■ WHAT YOU ARE ASKED TO DO ■
Where a line of the data below has the string "query", copy that line.

■ SOURCE DATA ■
-------
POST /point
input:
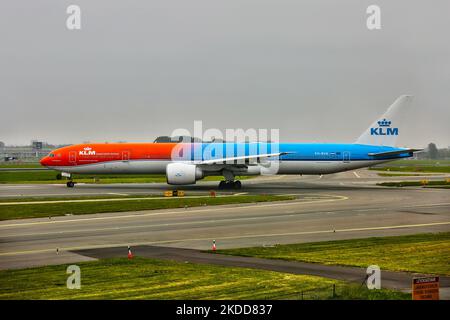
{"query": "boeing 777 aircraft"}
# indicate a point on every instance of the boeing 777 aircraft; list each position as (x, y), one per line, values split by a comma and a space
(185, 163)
-------
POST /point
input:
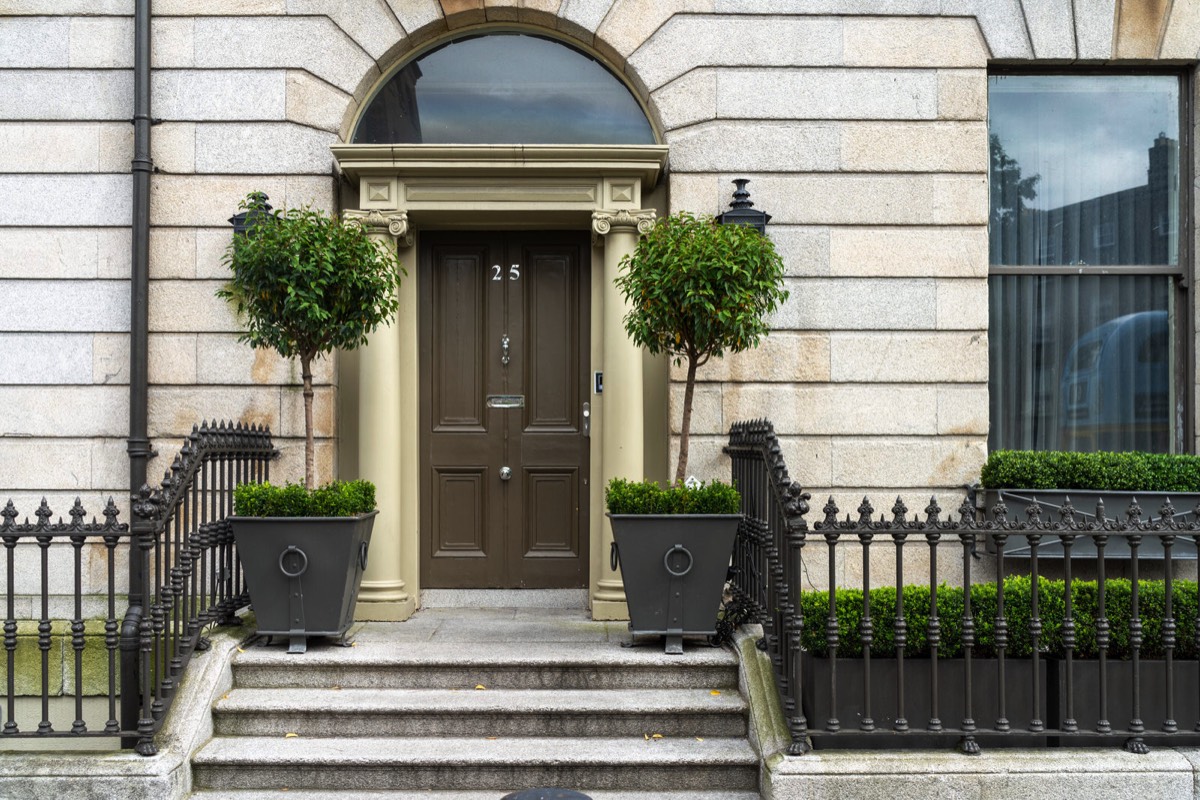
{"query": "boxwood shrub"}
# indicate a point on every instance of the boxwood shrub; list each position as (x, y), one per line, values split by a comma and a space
-------
■ FINAL ANSWER ■
{"query": "boeing 777 aircraft"}
{"query": "boxwood shrub"}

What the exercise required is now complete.